• _Referring expression pointing data_:
┌──
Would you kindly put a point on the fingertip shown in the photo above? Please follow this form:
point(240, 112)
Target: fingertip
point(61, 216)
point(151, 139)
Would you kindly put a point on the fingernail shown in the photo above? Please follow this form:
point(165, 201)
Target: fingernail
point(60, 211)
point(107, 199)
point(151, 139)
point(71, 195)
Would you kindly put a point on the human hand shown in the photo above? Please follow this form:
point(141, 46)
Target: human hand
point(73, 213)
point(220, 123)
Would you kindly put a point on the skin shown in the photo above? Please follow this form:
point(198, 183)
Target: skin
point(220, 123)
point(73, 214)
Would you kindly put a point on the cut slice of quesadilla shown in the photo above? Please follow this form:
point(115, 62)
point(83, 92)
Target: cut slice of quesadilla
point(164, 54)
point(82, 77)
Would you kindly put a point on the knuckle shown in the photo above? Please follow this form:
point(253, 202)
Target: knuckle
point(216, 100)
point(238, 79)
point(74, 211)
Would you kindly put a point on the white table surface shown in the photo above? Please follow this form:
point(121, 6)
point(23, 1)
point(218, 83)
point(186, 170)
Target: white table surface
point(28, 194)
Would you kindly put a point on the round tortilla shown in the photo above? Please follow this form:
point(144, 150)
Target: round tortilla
└──
• _TASK TO COMPLETE_: Copy all lines above where "round" is present.

• _RESPONSE_:
Would you kindly put a point on the round tortilla shown in the photo above? Please follow this form:
Target: round tortilla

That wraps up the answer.